● PAGE EXCERPT
####
Saturday, May 23, 2009

Inappropriate Humor

Ever since I can remember I have always used inappropriate humor in uncomfortable situations. I talked crap about my grandpa at his funeral, I made fun of the orange jumpsuits in juvenile hall, but since I met my husband with heart problems, it has gotten really funny.

It all started with the first time he went to the ER after we got together. I started telling the doctors they couldn't let him die until he got life insurance with me as the beneficiary. I mean, if I'm going to put up with a sickie for any length of time, I should get paid at the end, right?

Oh, then he went to the ER for dizziness incurred after I accidentally kicked him in the mouth during sex. (An overly ambitious position change for a sick person and someone who isn't a current gymnast. I try to be interesting.) The nurses kept asking how he got the injury and we kept telling them the honest truth, they just thought it was inappropriate humor.

Then he went to the hospital for what we thought might be internal bleeding. He had a huge bruise over an artery and he's on blood thinners, so it was a little concerning. The funny thing about this visit was how we noticed it. It was on his inner thigh right where it goes from being leg to being naughty. You can use your imagination, the gay nurse who was treating him did.
####
● GIVEN ENTRIES
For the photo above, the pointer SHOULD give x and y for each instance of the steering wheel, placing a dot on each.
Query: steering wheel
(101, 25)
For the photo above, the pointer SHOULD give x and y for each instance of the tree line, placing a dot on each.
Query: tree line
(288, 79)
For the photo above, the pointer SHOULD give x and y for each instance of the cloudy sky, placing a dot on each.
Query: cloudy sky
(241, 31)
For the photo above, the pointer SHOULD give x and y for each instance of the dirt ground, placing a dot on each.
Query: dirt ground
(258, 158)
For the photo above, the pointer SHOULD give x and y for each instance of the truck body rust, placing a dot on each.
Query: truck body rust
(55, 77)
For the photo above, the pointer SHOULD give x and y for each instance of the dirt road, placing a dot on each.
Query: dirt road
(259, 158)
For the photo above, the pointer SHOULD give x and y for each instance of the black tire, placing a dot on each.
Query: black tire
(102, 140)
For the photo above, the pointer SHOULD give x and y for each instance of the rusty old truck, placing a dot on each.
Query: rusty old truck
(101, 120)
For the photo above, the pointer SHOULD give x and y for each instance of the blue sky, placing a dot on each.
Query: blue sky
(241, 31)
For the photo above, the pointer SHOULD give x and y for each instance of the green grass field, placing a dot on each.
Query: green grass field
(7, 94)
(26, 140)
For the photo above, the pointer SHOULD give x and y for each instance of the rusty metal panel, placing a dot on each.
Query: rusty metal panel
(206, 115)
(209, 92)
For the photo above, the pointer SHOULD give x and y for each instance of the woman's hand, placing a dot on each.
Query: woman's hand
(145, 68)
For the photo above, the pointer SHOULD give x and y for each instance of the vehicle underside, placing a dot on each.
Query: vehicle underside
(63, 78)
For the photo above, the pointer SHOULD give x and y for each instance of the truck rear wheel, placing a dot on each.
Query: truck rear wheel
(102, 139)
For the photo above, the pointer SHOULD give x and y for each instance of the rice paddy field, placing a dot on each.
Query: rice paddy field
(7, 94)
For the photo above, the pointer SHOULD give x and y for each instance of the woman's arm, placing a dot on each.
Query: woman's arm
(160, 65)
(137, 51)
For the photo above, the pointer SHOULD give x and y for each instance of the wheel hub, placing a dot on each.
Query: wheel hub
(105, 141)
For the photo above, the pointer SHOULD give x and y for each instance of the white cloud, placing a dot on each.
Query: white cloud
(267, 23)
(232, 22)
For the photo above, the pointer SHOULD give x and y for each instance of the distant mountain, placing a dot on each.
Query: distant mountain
####
● PROBLEM
List every visit the husband makes to the ER or hospital in the blog post, and briefly identify each one. Work from the blog post alone.

● EXERCISE OUTPUT
- His first trip to the ER after the couple got together.
- A trip to the ER for dizziness after he was accidentally kicked in the mouth during sex.
- A hospital visit for possible internal bleeding, after a large bruise appeared over an artery on his inner thigh while he was on blood thinners.